Directive 1 —
In the email on explicit fences, which parties are identified as the producer and the consumer?
Directive 2 —
List every item that the email on explicit fences says increases CPU overhead and latency and reduces parallelism.
Directive 3 —
Reproduce the email on explicit fences from "The GPU scheduler, implicit" to "into the presented buffer.".

Passage given —
==================================================
On Tue, Apr 20, 2021 at 12:15 PM Christian König
<ckoenig.leichtzumerken@xxxxxxxxx> wrote:
Am 19.04.21 um 17:48 schrieb Jason Ekstrand:
Not going to comment on everything on the first pass...
On Mon, Apr 19, 2021 at 5:48 AM Marek Olšák <maraeo@xxxxxxxxx> wrote:
Hi,
This is our initial proposal for explicit fences everywhere and new
memory management that doesn't use BO fences. It's a redesign of how Linux
graphics drivers work, and it can coexist with what we have now.
1. Introduction
(skip this if you are already sold on explicit fences)
The current Linux graphics architecture was initially designed for
GPUs with only one graphics queue where everything was executed in the
submission order and per-BO fences were used for memory management and
CPU-GPU synchronization, not GPU-GPU synchronization. Later, multiple
queues were added on top, which required the introduction of implicit
GPU-GPU synchronization between queues of different processes using per-BO
fences. Recently, even parallel execution within one queue was enabled
where a command buffer starts draws and compute shaders, but doesn't wait
for them, enabling parallelism between back-to-back command buffers.
Modesetting also uses per-BO fences for scheduling flips. Our GPU scheduler
was created to enable all those use cases, and it's the only reason why the
scheduler exists.
The GPU scheduler, implicit synchronization, BO-fence-based memory
management, and the tracking of per-BO fences increase CPU overhead and
latency, and reduce parallelism. There is a desire to replace all of them
with something much simpler. Below is how we could do it.
2. Explicit synchronization for window systems and modesetting
The producer is an application and the consumer is a compositor or a
modesetting driver.
2.1. The Present request
As part of the Present request, the producer will pass 2 fences (sync
objects) to the consumer alongside the presented DMABUF BO:
- The submit fence: Initially unsignalled, it will be signalled when
the producer has finished drawing into the presented buffer.
- The return fence: Initially unsignalled, it will be signalled when
the consumer has finished using the presented buffer.
==================================================
Bounding box data excerpts:
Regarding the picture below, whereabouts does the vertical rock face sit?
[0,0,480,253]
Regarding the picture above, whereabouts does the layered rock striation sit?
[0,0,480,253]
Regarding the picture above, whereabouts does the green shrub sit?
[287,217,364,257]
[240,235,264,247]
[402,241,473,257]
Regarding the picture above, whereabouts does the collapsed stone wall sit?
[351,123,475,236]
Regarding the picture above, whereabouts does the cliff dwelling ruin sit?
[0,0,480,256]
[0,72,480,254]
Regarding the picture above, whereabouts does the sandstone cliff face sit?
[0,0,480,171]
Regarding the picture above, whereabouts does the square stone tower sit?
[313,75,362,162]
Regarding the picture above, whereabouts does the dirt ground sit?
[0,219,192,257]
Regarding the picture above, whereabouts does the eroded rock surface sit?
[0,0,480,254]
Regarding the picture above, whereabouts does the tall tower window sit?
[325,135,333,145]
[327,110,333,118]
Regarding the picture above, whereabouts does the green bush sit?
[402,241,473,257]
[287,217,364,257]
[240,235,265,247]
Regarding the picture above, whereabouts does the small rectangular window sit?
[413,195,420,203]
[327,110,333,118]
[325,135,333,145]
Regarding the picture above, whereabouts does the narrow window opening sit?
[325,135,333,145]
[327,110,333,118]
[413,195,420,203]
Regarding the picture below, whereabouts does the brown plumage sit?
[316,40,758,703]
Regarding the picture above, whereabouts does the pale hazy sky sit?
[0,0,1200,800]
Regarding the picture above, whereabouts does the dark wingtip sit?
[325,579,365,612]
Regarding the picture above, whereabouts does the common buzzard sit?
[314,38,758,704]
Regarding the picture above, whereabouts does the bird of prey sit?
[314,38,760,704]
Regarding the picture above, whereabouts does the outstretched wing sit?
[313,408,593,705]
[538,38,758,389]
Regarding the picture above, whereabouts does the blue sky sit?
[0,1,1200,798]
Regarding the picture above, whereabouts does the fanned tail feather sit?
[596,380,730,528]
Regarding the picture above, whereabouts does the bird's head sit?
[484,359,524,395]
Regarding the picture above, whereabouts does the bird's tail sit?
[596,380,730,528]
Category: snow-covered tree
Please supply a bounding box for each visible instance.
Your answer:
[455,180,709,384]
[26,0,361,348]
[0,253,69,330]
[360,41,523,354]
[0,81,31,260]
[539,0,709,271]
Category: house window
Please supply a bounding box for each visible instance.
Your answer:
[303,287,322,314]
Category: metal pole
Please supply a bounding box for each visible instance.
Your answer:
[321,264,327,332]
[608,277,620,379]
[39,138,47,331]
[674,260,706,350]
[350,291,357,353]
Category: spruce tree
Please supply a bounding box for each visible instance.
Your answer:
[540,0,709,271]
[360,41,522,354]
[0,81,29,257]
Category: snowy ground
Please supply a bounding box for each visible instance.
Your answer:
==================================================
Task result 1 —
The producer is an application, and the consumer is a compositor or a modesetting driver.

Task result 2 —
- The GPU scheduler
- Implicit synchronization
- BO-fence-based memory management
- The tracking of per-BO fences

Task result 3 —
The GPU scheduler, implicit synchronization, BO-fence-based memory
management, and the tracking of per-BO fences increase CPU overhead and
latency, and reduce parallelism. There is a desire to replace all of them
with something much simpler. Below is how we could do it.
2. Explicit synchronization for window systems and modesetting
The producer is an application and the consumer is a compositor or a
modesetting driver.
2.1. The Present request
As part of the Present request, the producer will pass 2 fences (sync
objects) to the consumer alongside the presented DMABUF BO:
- The submit fence: Initially unsignalled, it will be signalled when
the producer has finished drawing into the presented buffer.